DATA: Begin

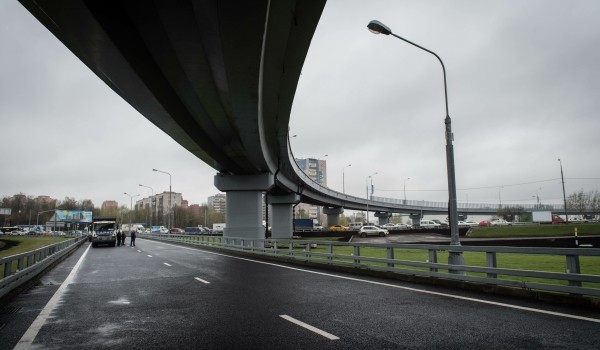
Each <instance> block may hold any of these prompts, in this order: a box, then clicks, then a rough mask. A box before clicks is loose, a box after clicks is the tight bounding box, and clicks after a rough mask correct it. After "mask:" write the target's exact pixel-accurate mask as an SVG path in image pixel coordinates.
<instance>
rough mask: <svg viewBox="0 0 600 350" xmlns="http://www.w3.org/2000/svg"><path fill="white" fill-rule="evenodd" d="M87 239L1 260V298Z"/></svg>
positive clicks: (41, 249) (64, 243)
mask: <svg viewBox="0 0 600 350" xmlns="http://www.w3.org/2000/svg"><path fill="white" fill-rule="evenodd" d="M86 239H87V237H77V238H72V239H69V240H66V241H62V242H59V243H54V244H51V245H48V246H45V247H42V248H38V249H35V250H32V251H29V252H25V253H21V254H16V255H11V256H7V257H4V258H0V277H2V278H1V279H0V298H1V297H3V296H4V295H6V294H8V293H9V292H10V291H12V290H14V289H15V288H17V287H19V286H21V285H22V284H24V283H26V282H28V281H29V280H30V279H32V278H33V277H35V276H36V275H38V274H39V273H40V272H42V271H43V270H44V269H46V268H47V267H48V266H49V265H50V264H52V263H53V262H55V261H57V260H58V259H60V258H61V257H63V256H64V255H65V254H67V253H69V252H70V251H71V250H72V249H74V248H76V247H78V246H79V245H80V244H81V243H83V241H85V240H86Z"/></svg>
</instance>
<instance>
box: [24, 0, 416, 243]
mask: <svg viewBox="0 0 600 350" xmlns="http://www.w3.org/2000/svg"><path fill="white" fill-rule="evenodd" d="M20 1H21V3H22V4H23V5H24V6H25V7H26V8H27V9H28V10H29V11H30V12H31V13H32V14H33V15H34V16H35V17H36V18H37V19H38V20H39V21H40V22H41V23H42V24H44V25H45V26H46V27H47V28H48V29H49V30H50V31H51V32H52V33H53V34H54V35H55V36H56V37H57V38H58V39H59V40H60V41H61V42H63V43H64V45H66V46H67V47H68V48H69V49H70V50H71V51H72V52H73V53H74V54H75V55H76V56H77V57H78V58H79V59H80V60H81V61H83V62H84V64H86V65H87V66H88V67H89V68H90V69H91V70H92V71H93V72H94V73H95V74H96V75H98V77H100V79H102V80H103V81H104V82H105V83H106V84H107V85H108V86H109V87H110V88H111V89H113V90H114V91H115V92H116V93H117V94H119V95H120V96H121V97H122V98H123V99H125V100H126V101H127V102H128V103H129V104H131V105H132V106H133V107H134V108H135V109H137V110H138V111H139V112H140V113H141V114H142V115H143V116H144V117H146V118H147V119H148V120H150V121H151V122H152V123H153V124H155V125H156V126H157V127H159V128H160V129H161V130H163V131H164V132H165V133H167V134H168V135H169V136H170V137H172V138H173V139H174V140H175V141H176V142H178V143H179V144H180V145H182V146H183V147H184V148H185V149H187V150H188V151H190V152H191V153H193V154H194V155H195V156H197V157H198V158H199V159H201V160H202V161H204V162H205V163H207V164H208V165H210V166H211V167H213V168H214V169H215V170H216V171H217V172H218V174H217V175H216V176H215V185H216V186H217V187H218V188H219V189H220V190H222V191H226V192H227V193H228V209H227V222H228V227H227V230H228V231H229V233H227V232H226V234H228V235H231V236H244V235H246V234H247V235H248V236H249V237H257V236H261V235H264V229H263V228H262V220H261V218H262V206H261V203H262V201H261V195H262V193H263V192H269V193H270V194H271V196H270V198H271V197H272V198H273V199H274V200H273V201H271V203H272V204H274V205H277V204H282V205H283V206H281V207H280V208H283V209H282V211H280V212H277V213H274V216H275V218H274V219H277V218H279V219H278V220H280V221H281V222H282V225H283V226H285V230H289V227H291V217H290V216H291V204H294V203H295V202H297V201H298V200H299V199H301V200H302V201H303V202H307V203H313V204H319V205H325V206H333V207H346V208H352V209H365V208H367V206H369V207H370V208H371V210H379V211H389V210H398V209H403V210H404V211H407V210H408V211H410V210H411V209H412V208H406V207H403V206H401V205H398V204H390V203H382V202H370V201H367V200H366V199H363V198H357V197H352V196H348V195H344V194H341V193H339V192H336V191H332V190H330V189H327V188H325V187H322V186H320V185H318V184H316V183H314V182H313V181H312V180H310V179H309V178H308V177H307V176H306V175H305V174H303V173H302V171H301V170H299V169H298V166H297V165H296V163H295V161H294V159H293V156H292V154H291V150H290V149H289V143H288V135H287V132H288V124H289V118H290V110H291V107H292V102H293V98H294V94H295V91H296V86H297V83H298V79H299V76H300V72H301V69H302V65H303V63H304V59H305V57H306V54H307V52H308V47H309V45H310V42H311V40H312V36H313V34H314V31H315V29H316V26H317V24H318V21H319V19H320V16H321V13H322V11H323V7H324V5H325V1H324V0H310V1H291V0H277V1H267V0H255V1H236V0H228V1H220V0H196V1H194V0H177V1H174V0H156V1H141V0H107V1H94V0H20ZM277 198H283V199H282V200H278V199H277ZM415 210H418V208H417V209H415ZM285 222H288V223H287V224H283V223H285ZM273 226H274V227H273V230H274V232H275V231H276V230H278V229H279V228H278V227H276V225H275V224H274V225H273ZM248 232H249V233H248Z"/></svg>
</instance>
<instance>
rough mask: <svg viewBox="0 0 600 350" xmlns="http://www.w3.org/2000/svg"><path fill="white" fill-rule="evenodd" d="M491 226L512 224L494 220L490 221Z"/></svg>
mask: <svg viewBox="0 0 600 350" xmlns="http://www.w3.org/2000/svg"><path fill="white" fill-rule="evenodd" d="M491 225H492V226H508V225H512V222H508V221H506V220H504V219H496V220H492V222H491Z"/></svg>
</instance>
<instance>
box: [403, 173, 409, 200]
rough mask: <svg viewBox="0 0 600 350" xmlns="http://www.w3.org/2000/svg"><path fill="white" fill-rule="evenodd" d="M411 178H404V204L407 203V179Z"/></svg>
mask: <svg viewBox="0 0 600 350" xmlns="http://www.w3.org/2000/svg"><path fill="white" fill-rule="evenodd" d="M408 180H410V177H409V178H408V179H406V180H404V204H405V205H406V181H408Z"/></svg>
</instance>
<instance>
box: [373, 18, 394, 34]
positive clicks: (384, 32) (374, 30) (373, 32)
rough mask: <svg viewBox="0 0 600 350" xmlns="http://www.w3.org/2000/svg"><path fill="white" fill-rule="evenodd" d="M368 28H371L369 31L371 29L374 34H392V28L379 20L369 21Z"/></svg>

DATA: End

- WHAT NEEDS TO BE DONE -
Word for word, set down every line of the records above, and leave the pictures out.

- RESPONSE BELOW -
Each <instance> block may hold any of these prompts, in this order: a box, then clicks, then a rough mask. A box before clicks is loose, a box after clicks is the tight bounding box, and clicks after a rough mask correct it. After "mask:" write the target's exact pixel-accurate mask as an SVG path in image pixel coordinates.
<instance>
rough mask: <svg viewBox="0 0 600 350" xmlns="http://www.w3.org/2000/svg"><path fill="white" fill-rule="evenodd" d="M87 239L1 260V298Z"/></svg>
positive clicks: (41, 249) (64, 243)
mask: <svg viewBox="0 0 600 350" xmlns="http://www.w3.org/2000/svg"><path fill="white" fill-rule="evenodd" d="M86 239H87V237H77V238H72V239H69V240H66V241H62V242H59V243H54V244H51V245H48V246H45V247H42V248H38V249H35V250H32V251H29V252H25V253H21V254H16V255H11V256H7V257H4V258H0V277H2V278H1V279H0V298H1V297H3V296H4V295H6V294H8V293H9V292H10V291H12V290H14V289H15V288H17V287H19V286H21V285H22V284H24V283H26V282H28V281H29V280H30V279H32V278H33V277H35V276H36V275H38V274H39V273H40V272H42V271H43V270H44V269H46V268H47V267H48V266H49V265H50V264H52V263H53V262H55V261H57V260H58V259H60V258H61V257H63V256H64V255H65V254H67V253H69V252H70V251H71V250H72V249H74V248H76V247H78V246H79V245H80V244H81V243H83V241H85V240H86Z"/></svg>
</instance>
<instance>
box: [24, 0, 416, 243]
mask: <svg viewBox="0 0 600 350" xmlns="http://www.w3.org/2000/svg"><path fill="white" fill-rule="evenodd" d="M20 1H21V3H22V4H23V5H24V6H25V7H26V8H27V9H28V10H29V11H30V12H31V13H32V14H33V15H34V16H35V17H36V18H37V19H38V20H39V21H40V22H41V23H42V24H44V25H45V26H46V27H47V28H48V29H49V30H50V31H51V32H52V33H53V34H54V35H55V36H56V37H57V38H58V39H59V40H60V41H61V42H63V43H64V45H66V46H67V47H68V48H69V49H70V50H71V51H72V52H73V53H74V54H75V55H76V56H77V57H78V58H79V59H80V60H81V61H83V62H84V64H86V65H87V66H88V67H89V68H90V69H91V70H92V71H93V72H94V73H95V74H96V75H98V77H100V79H102V80H103V81H104V82H105V83H106V84H107V85H108V86H109V87H110V88H111V89H113V90H114V91H115V92H116V93H117V94H119V95H120V96H121V97H122V98H123V99H125V100H126V101H127V102H128V103H129V104H131V105H132V106H133V107H134V108H135V109H137V110H138V111H139V112H140V113H141V114H142V115H143V116H144V117H146V118H147V119H148V120H150V121H151V122H152V123H153V124H155V125H156V126H157V127H159V128H160V129H161V130H163V131H164V132H165V133H167V134H168V135H169V136H170V137H172V138H173V139H174V140H175V141H176V142H178V143H179V144H180V145H182V146H183V147H184V148H185V149H187V150H188V151H190V152H191V153H193V154H194V155H195V156H197V157H198V158H199V159H201V160H202V161H204V162H205V163H207V164H208V165H210V166H211V167H213V168H214V169H215V170H216V171H217V172H218V174H217V175H216V176H215V185H216V186H217V187H218V188H219V189H220V190H222V191H226V192H227V193H228V209H227V222H228V227H227V230H228V231H229V233H227V232H226V234H228V235H231V236H244V235H246V234H247V235H248V236H249V237H257V236H261V235H264V229H263V228H262V220H261V218H262V206H261V203H262V201H261V195H262V193H263V192H269V193H270V194H271V196H270V198H271V197H272V198H273V199H274V200H273V201H271V203H272V204H274V205H277V204H282V205H283V206H281V207H280V208H283V209H282V211H280V212H277V213H274V216H275V218H274V219H277V218H279V219H278V220H280V221H281V222H282V225H283V226H285V230H289V227H291V217H290V216H291V204H294V203H295V202H297V201H298V200H299V199H301V200H302V201H303V202H307V203H313V204H319V205H325V206H333V207H346V208H352V209H365V208H367V206H369V207H370V208H371V210H379V211H389V210H398V209H403V210H404V211H407V210H408V211H410V210H411V209H412V208H406V207H403V206H401V205H398V204H390V203H382V202H370V201H367V200H366V199H363V198H357V197H352V196H348V195H344V194H341V193H339V192H336V191H332V190H330V189H327V188H325V187H322V186H320V185H318V184H316V183H314V182H313V181H312V180H310V179H309V178H308V177H307V176H306V175H305V174H303V173H302V171H301V170H299V169H298V166H297V165H296V163H295V161H294V159H293V156H292V154H291V150H290V149H289V143H288V135H287V132H288V124H289V118H290V110H291V107H292V102H293V98H294V94H295V91H296V86H297V83H298V79H299V76H300V72H301V69H302V65H303V63H304V59H305V57H306V54H307V52H308V47H309V45H310V42H311V40H312V36H313V34H314V31H315V29H316V26H317V24H318V21H319V19H320V16H321V13H322V11H323V7H324V5H325V1H324V0H310V1H291V0H277V1H267V0H255V1H236V0H228V1H220V0H196V1H194V0H177V1H174V0H156V1H141V0H107V1H94V0H20ZM277 198H283V199H282V200H278V199H277ZM415 210H418V208H417V209H415ZM285 222H288V223H287V224H283V223H285ZM273 226H274V227H273V230H274V232H275V231H276V230H278V229H279V228H278V227H276V225H275V224H274V225H273ZM248 232H249V233H248Z"/></svg>
</instance>
<instance>
rough mask: <svg viewBox="0 0 600 350" xmlns="http://www.w3.org/2000/svg"><path fill="white" fill-rule="evenodd" d="M491 226L512 224L494 220L490 221Z"/></svg>
mask: <svg viewBox="0 0 600 350" xmlns="http://www.w3.org/2000/svg"><path fill="white" fill-rule="evenodd" d="M491 225H492V226H508V225H512V222H508V221H506V220H504V219H496V220H492V222H491Z"/></svg>
</instance>
<instance>
box: [403, 173, 409, 200]
rough mask: <svg viewBox="0 0 600 350" xmlns="http://www.w3.org/2000/svg"><path fill="white" fill-rule="evenodd" d="M411 178H404V204L407 203V179Z"/></svg>
mask: <svg viewBox="0 0 600 350" xmlns="http://www.w3.org/2000/svg"><path fill="white" fill-rule="evenodd" d="M408 180H410V177H409V178H408V179H406V180H404V204H405V205H406V181H408Z"/></svg>
</instance>
<instance>
box: [373, 18, 394, 34]
positive clicks: (384, 32) (374, 30) (373, 32)
rough mask: <svg viewBox="0 0 600 350" xmlns="http://www.w3.org/2000/svg"><path fill="white" fill-rule="evenodd" d="M368 28H371L369 31L371 29L374 34H392V28L379 20L369 21Z"/></svg>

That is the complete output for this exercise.